▸ **WORK INSTRUCTIONS**
Reproduce exactly the run of lines that begins with the one containing "For this dataset, tag each instance of the dog's front paw" and ends with the last line of the records, omitting pictures.

▸ **PROVIDED RECORDS**

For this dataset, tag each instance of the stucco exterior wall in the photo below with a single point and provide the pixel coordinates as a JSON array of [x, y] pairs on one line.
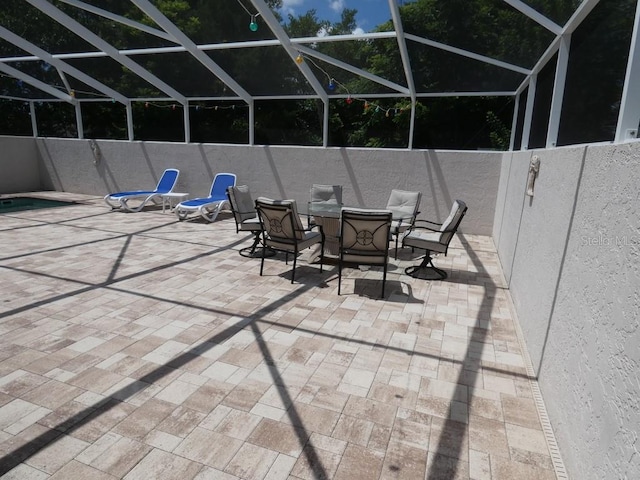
[[19, 165], [367, 175], [572, 255]]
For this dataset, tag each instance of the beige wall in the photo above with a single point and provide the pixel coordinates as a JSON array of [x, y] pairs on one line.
[[367, 175], [19, 164], [571, 256]]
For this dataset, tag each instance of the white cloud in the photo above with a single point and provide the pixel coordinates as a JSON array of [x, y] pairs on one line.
[[291, 3], [337, 5]]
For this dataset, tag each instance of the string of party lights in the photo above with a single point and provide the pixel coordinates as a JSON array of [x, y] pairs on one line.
[[253, 25], [332, 84]]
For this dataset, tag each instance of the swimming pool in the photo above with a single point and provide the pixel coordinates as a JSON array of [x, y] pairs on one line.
[[18, 204]]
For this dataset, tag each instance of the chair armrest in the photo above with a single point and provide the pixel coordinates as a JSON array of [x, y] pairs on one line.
[[426, 225]]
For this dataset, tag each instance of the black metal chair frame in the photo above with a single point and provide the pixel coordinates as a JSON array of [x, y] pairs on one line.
[[364, 239], [288, 242], [427, 261], [254, 227]]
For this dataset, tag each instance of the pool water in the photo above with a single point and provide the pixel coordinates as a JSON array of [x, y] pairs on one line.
[[18, 204]]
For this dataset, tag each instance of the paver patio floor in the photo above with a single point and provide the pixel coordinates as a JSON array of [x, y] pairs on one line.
[[135, 346]]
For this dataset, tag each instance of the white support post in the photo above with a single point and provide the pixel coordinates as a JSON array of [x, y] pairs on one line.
[[129, 121], [325, 123], [34, 120], [514, 122], [252, 122], [79, 120], [558, 91], [412, 123], [187, 123], [528, 114], [629, 115]]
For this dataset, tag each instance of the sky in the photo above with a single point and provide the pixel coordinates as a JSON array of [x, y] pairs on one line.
[[370, 12]]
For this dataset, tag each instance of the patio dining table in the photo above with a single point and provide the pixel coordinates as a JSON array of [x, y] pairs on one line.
[[327, 215]]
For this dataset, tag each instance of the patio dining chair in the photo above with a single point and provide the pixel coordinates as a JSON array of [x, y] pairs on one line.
[[364, 240], [404, 205], [246, 217], [165, 185], [434, 238], [282, 231], [208, 207]]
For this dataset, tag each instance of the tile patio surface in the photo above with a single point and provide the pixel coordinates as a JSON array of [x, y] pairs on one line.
[[135, 346]]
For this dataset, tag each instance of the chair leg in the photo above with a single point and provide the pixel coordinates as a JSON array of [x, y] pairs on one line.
[[262, 259], [384, 279], [427, 264], [396, 253]]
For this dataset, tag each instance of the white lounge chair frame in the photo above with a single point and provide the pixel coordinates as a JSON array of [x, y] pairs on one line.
[[166, 184]]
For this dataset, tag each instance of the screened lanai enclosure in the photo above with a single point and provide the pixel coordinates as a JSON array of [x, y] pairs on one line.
[[447, 74]]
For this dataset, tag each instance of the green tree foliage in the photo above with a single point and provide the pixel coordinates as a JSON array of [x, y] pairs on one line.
[[486, 27]]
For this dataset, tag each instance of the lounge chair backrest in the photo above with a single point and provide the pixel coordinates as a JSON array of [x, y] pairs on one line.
[[280, 219], [168, 180], [404, 203], [330, 194], [450, 225], [221, 182], [241, 202]]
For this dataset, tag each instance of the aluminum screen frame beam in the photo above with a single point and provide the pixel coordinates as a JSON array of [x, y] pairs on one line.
[[285, 41], [119, 19], [107, 48], [406, 65], [629, 115], [61, 65]]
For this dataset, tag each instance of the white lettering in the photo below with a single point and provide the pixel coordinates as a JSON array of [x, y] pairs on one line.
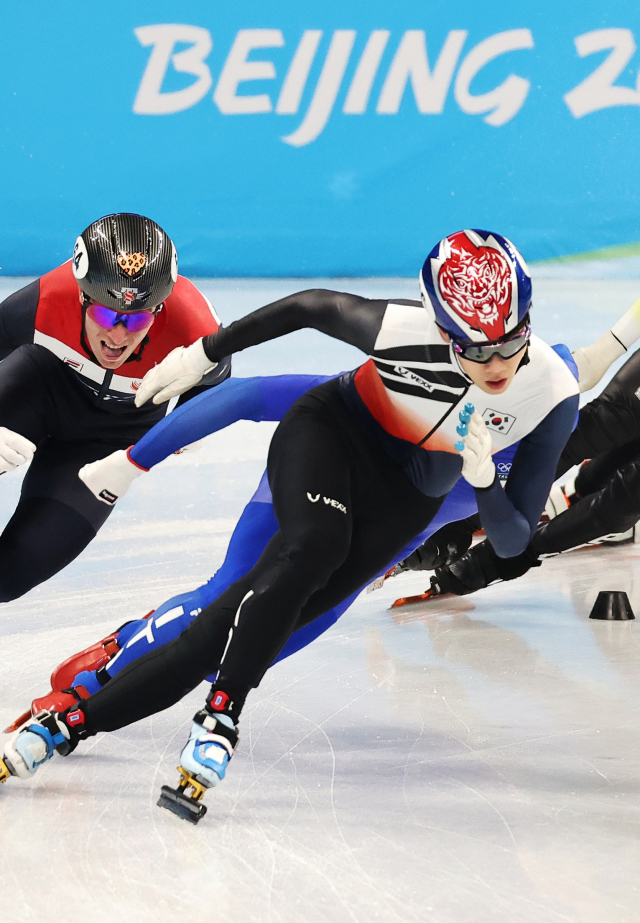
[[597, 91], [237, 69], [410, 62], [334, 503], [327, 89], [360, 89], [508, 98], [296, 79], [149, 98]]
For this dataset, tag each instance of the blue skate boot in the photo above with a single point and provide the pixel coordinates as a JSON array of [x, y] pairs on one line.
[[203, 764], [34, 744]]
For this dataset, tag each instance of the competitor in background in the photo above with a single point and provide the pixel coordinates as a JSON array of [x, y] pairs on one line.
[[75, 346], [604, 496], [247, 399], [358, 467]]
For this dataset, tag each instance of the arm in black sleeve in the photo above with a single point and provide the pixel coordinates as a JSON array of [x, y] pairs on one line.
[[18, 318], [510, 516], [608, 421], [345, 317]]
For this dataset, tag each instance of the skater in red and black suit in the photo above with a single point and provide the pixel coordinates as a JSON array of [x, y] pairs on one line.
[[75, 346]]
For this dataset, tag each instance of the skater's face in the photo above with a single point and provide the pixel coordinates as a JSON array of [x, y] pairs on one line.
[[492, 377], [112, 346]]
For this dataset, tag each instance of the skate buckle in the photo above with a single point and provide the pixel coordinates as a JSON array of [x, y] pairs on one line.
[[4, 771], [176, 800]]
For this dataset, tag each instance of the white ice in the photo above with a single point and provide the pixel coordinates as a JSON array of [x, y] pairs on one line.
[[463, 762]]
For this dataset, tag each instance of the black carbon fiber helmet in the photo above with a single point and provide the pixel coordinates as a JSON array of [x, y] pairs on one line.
[[125, 262]]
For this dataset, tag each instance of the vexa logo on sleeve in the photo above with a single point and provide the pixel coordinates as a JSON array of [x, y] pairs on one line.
[[327, 501], [376, 61]]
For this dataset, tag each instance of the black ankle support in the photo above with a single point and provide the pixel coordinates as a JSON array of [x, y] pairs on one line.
[[227, 737]]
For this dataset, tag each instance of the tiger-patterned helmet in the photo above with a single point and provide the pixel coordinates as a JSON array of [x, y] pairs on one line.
[[125, 262], [478, 285]]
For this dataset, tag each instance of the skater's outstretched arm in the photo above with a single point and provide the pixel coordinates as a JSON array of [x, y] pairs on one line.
[[345, 317]]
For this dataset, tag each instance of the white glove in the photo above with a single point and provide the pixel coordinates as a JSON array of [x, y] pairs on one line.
[[477, 464], [180, 370], [557, 502], [593, 361], [15, 450], [110, 478]]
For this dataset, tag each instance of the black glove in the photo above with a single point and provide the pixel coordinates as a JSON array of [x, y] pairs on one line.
[[478, 568], [445, 546]]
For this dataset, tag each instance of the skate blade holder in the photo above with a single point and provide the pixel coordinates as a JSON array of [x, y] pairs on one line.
[[4, 771], [187, 806]]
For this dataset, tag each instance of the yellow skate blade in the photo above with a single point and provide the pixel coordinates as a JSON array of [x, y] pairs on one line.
[[4, 771], [17, 723]]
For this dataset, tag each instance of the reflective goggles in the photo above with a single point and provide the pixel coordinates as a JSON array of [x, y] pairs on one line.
[[108, 318], [506, 349]]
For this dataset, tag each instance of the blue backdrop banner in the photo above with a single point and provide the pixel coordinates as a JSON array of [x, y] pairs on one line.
[[341, 138]]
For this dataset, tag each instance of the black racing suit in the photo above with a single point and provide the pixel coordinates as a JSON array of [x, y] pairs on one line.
[[349, 491], [54, 393], [607, 488]]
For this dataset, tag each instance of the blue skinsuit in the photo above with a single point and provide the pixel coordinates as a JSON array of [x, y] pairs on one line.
[[251, 399]]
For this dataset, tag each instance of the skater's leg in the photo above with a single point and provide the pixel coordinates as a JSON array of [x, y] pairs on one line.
[[56, 517], [609, 421], [313, 541], [594, 474], [255, 528]]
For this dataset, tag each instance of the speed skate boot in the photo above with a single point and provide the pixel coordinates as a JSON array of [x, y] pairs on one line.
[[47, 733], [84, 671], [203, 763]]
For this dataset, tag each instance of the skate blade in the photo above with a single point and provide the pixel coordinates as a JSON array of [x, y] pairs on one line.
[[421, 598], [4, 771], [188, 807], [411, 600], [17, 723], [181, 805]]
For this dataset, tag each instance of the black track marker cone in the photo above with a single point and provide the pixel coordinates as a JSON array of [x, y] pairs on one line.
[[612, 605]]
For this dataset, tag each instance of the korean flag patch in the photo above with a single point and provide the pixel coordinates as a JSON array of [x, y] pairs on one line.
[[498, 422]]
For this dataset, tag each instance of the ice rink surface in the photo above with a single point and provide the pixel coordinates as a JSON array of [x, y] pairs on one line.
[[460, 762]]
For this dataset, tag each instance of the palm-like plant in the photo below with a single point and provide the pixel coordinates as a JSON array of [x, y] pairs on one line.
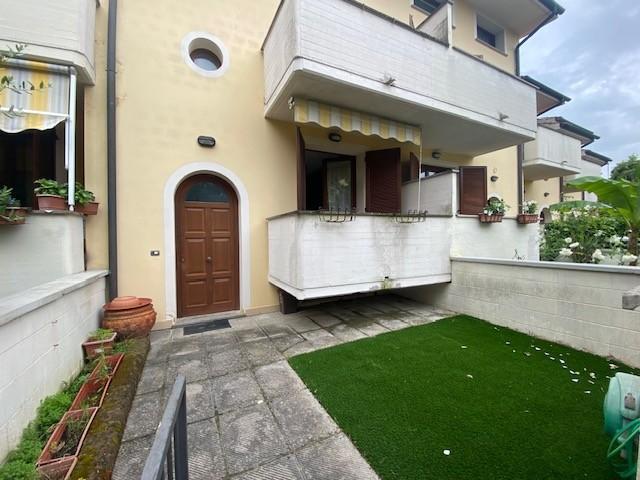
[[621, 196]]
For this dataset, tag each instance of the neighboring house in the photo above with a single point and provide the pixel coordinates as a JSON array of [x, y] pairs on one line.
[[311, 106], [557, 154]]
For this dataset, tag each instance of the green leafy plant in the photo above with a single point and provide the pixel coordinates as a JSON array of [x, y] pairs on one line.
[[495, 206], [47, 186], [530, 207], [101, 334], [83, 196]]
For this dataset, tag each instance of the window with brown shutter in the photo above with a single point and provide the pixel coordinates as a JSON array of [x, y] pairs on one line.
[[472, 188], [383, 181]]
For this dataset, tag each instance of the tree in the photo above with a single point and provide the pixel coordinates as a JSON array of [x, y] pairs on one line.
[[621, 196], [627, 169]]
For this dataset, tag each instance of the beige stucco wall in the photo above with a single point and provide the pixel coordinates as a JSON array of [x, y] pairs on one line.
[[535, 191], [464, 37], [163, 106]]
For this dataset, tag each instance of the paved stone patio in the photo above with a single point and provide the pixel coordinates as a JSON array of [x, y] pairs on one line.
[[249, 415]]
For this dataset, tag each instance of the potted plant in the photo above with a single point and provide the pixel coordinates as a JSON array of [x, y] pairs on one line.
[[11, 213], [85, 201], [99, 342], [529, 213], [67, 436], [51, 195], [493, 211]]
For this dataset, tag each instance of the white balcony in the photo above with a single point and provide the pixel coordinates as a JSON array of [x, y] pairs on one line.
[[310, 257], [55, 31], [552, 154], [343, 53]]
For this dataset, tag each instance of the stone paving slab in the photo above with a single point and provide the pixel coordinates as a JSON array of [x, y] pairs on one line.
[[249, 438], [249, 415], [278, 379], [205, 453], [235, 390]]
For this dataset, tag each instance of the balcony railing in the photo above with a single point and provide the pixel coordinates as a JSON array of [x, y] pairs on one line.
[[327, 51], [552, 154], [55, 31]]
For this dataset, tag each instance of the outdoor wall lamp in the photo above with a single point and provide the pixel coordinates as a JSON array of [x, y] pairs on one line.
[[335, 137], [208, 142]]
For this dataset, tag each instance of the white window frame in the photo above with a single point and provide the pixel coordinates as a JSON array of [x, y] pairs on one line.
[[498, 30]]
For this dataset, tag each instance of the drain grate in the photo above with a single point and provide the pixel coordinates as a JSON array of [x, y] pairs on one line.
[[206, 327]]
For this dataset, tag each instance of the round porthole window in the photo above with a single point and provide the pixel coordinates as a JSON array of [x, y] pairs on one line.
[[205, 54]]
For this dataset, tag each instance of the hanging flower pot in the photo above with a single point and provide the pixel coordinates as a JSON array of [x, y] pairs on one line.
[[100, 342], [129, 316], [89, 208], [68, 436], [524, 218], [58, 469], [91, 393]]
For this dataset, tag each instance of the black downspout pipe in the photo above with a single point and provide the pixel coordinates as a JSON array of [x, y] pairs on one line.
[[112, 205], [520, 147]]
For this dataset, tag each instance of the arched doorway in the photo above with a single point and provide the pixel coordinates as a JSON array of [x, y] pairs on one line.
[[207, 264]]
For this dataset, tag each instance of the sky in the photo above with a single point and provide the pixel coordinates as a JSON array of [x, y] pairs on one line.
[[591, 53]]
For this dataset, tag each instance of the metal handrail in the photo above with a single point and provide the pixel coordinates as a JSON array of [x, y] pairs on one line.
[[168, 456]]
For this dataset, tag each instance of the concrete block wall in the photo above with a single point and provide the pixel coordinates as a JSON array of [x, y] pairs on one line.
[[576, 305], [41, 333]]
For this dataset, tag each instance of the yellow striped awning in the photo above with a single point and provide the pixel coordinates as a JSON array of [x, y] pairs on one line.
[[328, 116], [43, 105]]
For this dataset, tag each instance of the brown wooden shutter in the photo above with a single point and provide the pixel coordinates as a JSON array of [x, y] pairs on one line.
[[383, 181], [301, 171], [472, 186]]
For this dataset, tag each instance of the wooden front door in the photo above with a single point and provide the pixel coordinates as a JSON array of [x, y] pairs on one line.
[[384, 177], [207, 246]]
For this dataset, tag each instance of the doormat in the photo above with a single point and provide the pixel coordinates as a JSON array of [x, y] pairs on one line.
[[206, 327]]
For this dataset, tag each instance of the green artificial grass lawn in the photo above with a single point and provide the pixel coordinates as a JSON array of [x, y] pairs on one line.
[[499, 401]]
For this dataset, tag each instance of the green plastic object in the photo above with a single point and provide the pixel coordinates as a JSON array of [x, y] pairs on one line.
[[622, 423]]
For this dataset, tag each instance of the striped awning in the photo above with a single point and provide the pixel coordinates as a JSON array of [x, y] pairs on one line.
[[43, 105], [328, 116]]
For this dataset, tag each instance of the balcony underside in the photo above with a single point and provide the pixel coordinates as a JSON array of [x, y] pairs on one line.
[[452, 132], [324, 51], [540, 169]]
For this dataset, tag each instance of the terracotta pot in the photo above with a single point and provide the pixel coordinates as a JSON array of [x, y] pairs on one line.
[[113, 361], [486, 218], [58, 469], [524, 218], [58, 433], [90, 387], [51, 202], [129, 316], [93, 348], [90, 208]]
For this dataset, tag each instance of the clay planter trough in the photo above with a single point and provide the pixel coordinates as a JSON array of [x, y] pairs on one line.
[[57, 446], [91, 393], [129, 316], [486, 218], [113, 362], [93, 348], [524, 218], [51, 202], [58, 469]]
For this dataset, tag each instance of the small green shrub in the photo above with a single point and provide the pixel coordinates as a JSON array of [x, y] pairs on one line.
[[581, 235]]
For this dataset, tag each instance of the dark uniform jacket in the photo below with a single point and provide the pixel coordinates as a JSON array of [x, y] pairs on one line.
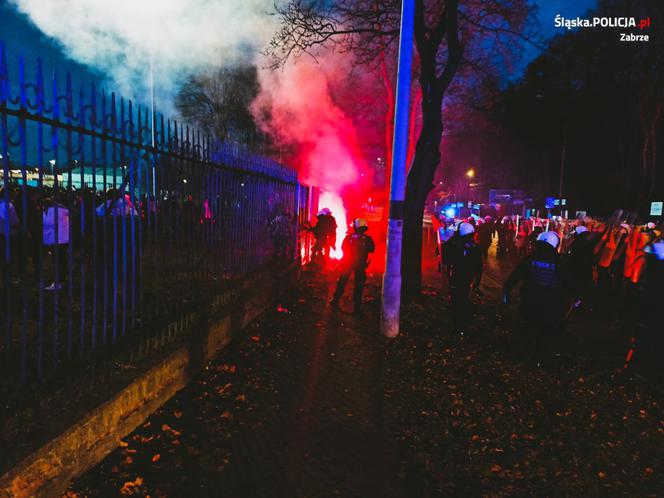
[[465, 260], [356, 248], [545, 282]]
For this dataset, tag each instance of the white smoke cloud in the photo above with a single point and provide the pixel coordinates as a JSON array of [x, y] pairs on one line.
[[122, 37]]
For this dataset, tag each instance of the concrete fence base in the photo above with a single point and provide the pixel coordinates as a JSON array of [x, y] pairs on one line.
[[49, 470]]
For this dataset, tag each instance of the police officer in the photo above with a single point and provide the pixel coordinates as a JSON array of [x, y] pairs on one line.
[[325, 233], [356, 248], [465, 270], [581, 259], [544, 293]]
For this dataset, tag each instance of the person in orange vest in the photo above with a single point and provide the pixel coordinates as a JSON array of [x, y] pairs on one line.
[[635, 255], [606, 250]]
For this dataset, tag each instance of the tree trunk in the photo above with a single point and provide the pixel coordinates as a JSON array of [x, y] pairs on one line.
[[418, 186]]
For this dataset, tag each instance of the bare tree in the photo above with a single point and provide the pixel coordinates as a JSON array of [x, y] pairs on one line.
[[451, 37], [218, 102]]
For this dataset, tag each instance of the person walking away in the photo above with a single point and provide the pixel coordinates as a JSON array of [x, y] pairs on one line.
[[484, 231], [280, 232], [325, 233], [581, 259], [356, 248], [545, 291], [649, 346], [56, 239], [9, 225], [465, 260]]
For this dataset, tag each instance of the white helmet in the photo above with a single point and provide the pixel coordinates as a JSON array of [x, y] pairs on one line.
[[466, 229], [550, 238]]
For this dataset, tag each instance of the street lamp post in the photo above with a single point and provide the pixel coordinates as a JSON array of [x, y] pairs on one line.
[[391, 298]]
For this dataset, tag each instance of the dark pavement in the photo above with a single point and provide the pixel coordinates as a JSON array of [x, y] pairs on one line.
[[309, 402]]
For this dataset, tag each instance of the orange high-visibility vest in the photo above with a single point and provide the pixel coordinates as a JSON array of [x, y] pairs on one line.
[[638, 255], [609, 249]]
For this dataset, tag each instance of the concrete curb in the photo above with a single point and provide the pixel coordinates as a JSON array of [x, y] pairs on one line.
[[48, 471]]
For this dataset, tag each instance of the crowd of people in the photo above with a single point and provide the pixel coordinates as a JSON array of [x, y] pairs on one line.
[[562, 265], [42, 226]]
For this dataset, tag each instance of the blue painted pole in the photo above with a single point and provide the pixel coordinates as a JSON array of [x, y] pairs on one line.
[[391, 298]]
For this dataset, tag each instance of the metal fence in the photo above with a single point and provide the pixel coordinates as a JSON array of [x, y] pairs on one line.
[[111, 216]]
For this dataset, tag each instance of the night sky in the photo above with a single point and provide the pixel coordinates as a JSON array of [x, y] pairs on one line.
[[22, 38]]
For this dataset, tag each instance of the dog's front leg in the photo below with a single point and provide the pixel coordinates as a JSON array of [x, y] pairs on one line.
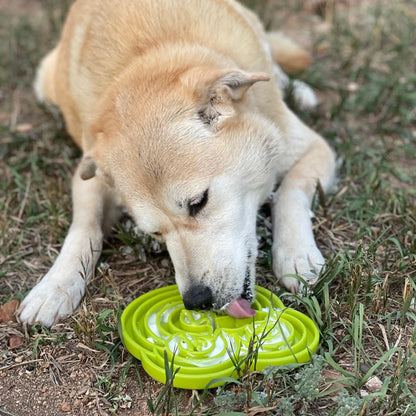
[[294, 248], [61, 289]]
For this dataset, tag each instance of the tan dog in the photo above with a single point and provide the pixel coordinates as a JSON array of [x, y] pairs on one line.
[[179, 118]]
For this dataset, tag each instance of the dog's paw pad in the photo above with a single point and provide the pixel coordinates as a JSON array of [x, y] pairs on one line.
[[48, 302]]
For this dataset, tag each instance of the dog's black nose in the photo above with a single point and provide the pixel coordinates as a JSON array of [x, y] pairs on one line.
[[198, 297]]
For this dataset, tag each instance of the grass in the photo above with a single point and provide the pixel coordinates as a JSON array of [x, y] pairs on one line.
[[364, 72]]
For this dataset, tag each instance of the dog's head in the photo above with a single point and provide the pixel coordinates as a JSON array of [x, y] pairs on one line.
[[192, 162]]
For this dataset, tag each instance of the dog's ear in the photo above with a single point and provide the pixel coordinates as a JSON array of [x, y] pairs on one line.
[[217, 91], [87, 167]]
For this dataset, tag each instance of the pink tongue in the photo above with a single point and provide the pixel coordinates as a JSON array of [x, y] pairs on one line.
[[240, 308]]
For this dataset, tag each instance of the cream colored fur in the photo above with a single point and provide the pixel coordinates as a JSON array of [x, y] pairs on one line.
[[172, 101]]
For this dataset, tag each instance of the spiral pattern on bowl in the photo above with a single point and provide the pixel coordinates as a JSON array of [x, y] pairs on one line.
[[204, 344]]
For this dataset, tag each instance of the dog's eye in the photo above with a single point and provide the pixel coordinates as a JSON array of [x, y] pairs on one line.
[[197, 204]]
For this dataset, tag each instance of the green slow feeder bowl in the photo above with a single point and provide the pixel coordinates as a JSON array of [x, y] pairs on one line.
[[201, 342]]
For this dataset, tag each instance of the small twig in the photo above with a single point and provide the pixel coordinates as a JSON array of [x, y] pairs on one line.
[[383, 331], [7, 367]]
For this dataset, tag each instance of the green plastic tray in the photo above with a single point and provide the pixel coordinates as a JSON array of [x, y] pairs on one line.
[[201, 342]]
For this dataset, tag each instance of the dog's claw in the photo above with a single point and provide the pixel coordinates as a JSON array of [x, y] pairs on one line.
[[48, 302]]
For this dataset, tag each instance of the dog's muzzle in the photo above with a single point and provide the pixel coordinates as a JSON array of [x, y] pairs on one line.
[[198, 297]]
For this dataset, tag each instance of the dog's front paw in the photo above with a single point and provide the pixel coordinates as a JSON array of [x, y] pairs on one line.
[[297, 268], [51, 300]]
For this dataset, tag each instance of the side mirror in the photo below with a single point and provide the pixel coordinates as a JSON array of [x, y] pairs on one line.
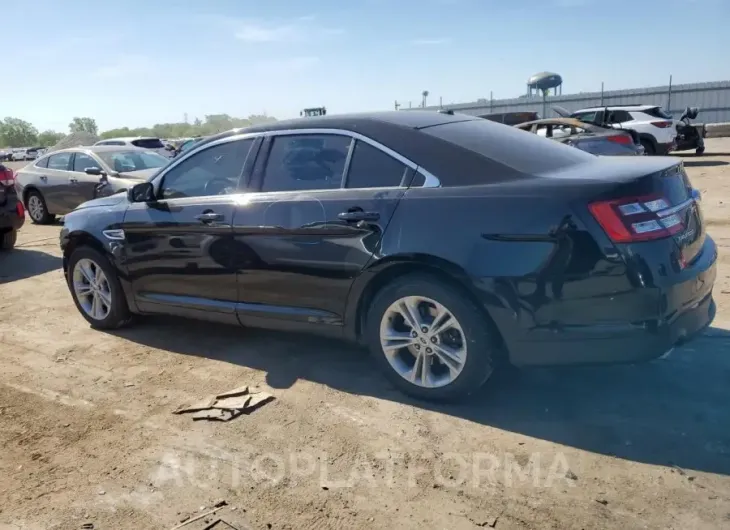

▸ **RESPONSE TO THE EXERCISE**
For this dataset, tag each instance of the dog's front paw in the photo above with a single point and provide the pixel coordinates as a JSON array of [x, y] pairs on one line.
[[297, 268], [51, 300]]
For this dataset, tag each instance of the side mirror in the photo below with a single point and provide the pixel coordinates as a JSON array of [x, y] pairs on one line.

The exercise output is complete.